> _Goal of the exercise_:
Write out all of the entries exactly, please.

> _Data supplied_:
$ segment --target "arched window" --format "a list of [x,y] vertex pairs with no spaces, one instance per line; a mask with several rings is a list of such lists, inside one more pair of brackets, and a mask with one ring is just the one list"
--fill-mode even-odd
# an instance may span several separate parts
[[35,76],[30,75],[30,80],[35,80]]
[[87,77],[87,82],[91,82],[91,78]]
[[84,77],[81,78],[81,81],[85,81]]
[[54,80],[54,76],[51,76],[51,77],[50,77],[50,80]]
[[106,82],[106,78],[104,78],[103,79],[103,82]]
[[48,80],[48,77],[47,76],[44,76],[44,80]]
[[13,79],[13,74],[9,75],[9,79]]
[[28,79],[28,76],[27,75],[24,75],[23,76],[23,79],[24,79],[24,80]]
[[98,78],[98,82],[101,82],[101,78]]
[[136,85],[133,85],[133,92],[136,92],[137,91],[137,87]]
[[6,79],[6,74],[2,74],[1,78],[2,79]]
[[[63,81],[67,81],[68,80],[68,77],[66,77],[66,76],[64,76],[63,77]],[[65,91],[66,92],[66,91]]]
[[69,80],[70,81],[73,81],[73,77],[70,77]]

> _Exercise solution_:
$ segment --target "arched window" --format "a list of [x,y] vertex pairs with no spaces, one instance per line; a mask with several rings is a list of such lists, inside one more pair of brackets, and a mask with one ring is just the one list"
--fill-mode even-odd
# an instance may span several separate parts
[[35,76],[30,75],[30,80],[35,80]]
[[87,77],[87,82],[91,82],[91,78]]
[[84,77],[81,78],[81,81],[85,81]]
[[54,80],[54,76],[51,76],[51,77],[50,77],[50,80]]
[[106,82],[106,78],[104,78],[103,79],[103,82]]
[[48,80],[48,77],[47,76],[44,76],[44,80]]
[[13,79],[13,74],[9,75],[9,79]]
[[28,79],[28,76],[27,75],[24,75],[23,76],[23,79],[24,79],[24,80]]
[[98,78],[98,82],[101,82],[101,78]]
[[136,85],[133,85],[133,92],[136,92],[137,91],[137,87]]
[[6,79],[6,74],[2,74],[1,78],[2,79]]
[[[63,81],[67,81],[68,80],[68,77],[66,77],[66,76],[64,76],[63,77]],[[65,91],[66,92],[66,91]]]
[[69,80],[70,81],[73,81],[73,77],[70,77]]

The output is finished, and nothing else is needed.